═════ Text shown
Next week Bob has the chain running like new and says he’ll drop it by my place. “Bob, I have a big
chain saw. What do I need with another?” He’s says he doesn’t want it, cause his chain saw is even
bigger than mine (man talk). We think a minute and he suggests he puts it on Craig’s List and,
knowing I am going to Africa, why not see what I can do with the proceeds there? That’s how I end
up with four twenties that nobody wants.

Next week I find myself making home visits for Hope Kenya, a preschool in Miwani, a very poor
neighborhood of Machakos, Kenya. Hope Kenya gets kids out of the slum and prepares them to enter
primary school.

One of our worst hardship families is headed by a 19 year old mother with three boys 2, 4 and 6 years
old. Most of the people in this part of Kenya have been given Christian furst names, so to preserve
this young lady’s anonymity I shall call her Charity.

Charity was abandoned by her aunt at age thirteen in another town after both her parents died,
presumably of HIV. All three of her boys are malnourished. She and her children live in an eight foot
square, stick and wattle hut with a dirt floor that turns to mud when the rains come. The rains have
just begun, and their only belongings, a pile of grey, wet rags are heaped in the corner. Charity is being
treated for HIV that she acquired in a gang rape. Fortunately, she is almost well, has found some day
labor and her two older boys are attending Hope Kenya under a “scholarship”.
══════════
** Written problem **
In the text above, what does the preschool Hope Kenya prepare children to do?
═════ Given data
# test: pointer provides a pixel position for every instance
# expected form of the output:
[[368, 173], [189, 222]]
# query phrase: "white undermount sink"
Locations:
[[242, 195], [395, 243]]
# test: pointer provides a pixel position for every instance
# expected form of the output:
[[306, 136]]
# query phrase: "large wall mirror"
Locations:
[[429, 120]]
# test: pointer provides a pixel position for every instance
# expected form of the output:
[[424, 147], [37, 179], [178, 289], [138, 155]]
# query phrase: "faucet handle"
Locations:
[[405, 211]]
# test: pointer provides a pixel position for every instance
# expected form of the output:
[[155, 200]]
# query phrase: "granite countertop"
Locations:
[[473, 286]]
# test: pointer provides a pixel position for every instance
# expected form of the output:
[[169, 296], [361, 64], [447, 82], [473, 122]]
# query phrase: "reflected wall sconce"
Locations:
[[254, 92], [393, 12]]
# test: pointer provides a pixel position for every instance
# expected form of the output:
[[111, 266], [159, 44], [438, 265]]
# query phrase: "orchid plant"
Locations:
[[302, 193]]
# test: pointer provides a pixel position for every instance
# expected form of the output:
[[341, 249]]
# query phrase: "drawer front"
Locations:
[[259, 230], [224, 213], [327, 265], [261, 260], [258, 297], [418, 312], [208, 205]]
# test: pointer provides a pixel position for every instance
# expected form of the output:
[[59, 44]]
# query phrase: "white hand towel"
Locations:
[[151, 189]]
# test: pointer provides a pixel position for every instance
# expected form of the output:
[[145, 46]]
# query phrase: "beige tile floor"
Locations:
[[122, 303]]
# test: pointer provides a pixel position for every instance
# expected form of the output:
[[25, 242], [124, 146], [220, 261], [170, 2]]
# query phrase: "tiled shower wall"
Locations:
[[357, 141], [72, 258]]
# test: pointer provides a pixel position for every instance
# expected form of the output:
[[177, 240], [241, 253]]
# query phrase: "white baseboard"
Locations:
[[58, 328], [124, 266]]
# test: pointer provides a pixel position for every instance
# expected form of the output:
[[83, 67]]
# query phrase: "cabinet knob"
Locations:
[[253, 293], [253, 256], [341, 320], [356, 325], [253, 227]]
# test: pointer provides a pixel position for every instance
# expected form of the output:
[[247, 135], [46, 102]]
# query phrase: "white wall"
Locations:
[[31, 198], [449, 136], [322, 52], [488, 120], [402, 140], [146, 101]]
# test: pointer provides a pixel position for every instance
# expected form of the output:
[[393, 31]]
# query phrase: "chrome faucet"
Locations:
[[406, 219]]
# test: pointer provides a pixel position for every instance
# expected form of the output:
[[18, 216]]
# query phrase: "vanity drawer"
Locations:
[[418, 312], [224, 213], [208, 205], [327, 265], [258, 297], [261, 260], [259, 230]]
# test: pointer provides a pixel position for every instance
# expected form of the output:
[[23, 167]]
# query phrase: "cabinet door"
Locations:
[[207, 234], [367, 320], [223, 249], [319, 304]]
══════════
** Exercise response **
Enter primary school.